== Dataset records ==

********************

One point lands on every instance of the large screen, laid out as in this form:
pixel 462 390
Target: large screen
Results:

********************

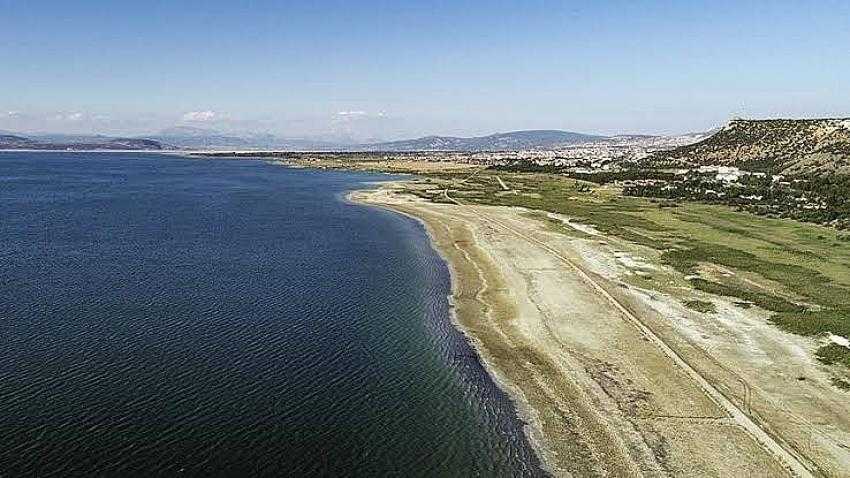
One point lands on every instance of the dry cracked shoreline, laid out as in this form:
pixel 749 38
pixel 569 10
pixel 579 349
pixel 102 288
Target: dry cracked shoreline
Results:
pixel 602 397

********************

== Short problem ==
Locate every line in the items above that contains the word "large", and copy each such line in full.

== Answer to this exercise ==
One point lands on every instance of the large screen, laid out as in this form:
Target: large screen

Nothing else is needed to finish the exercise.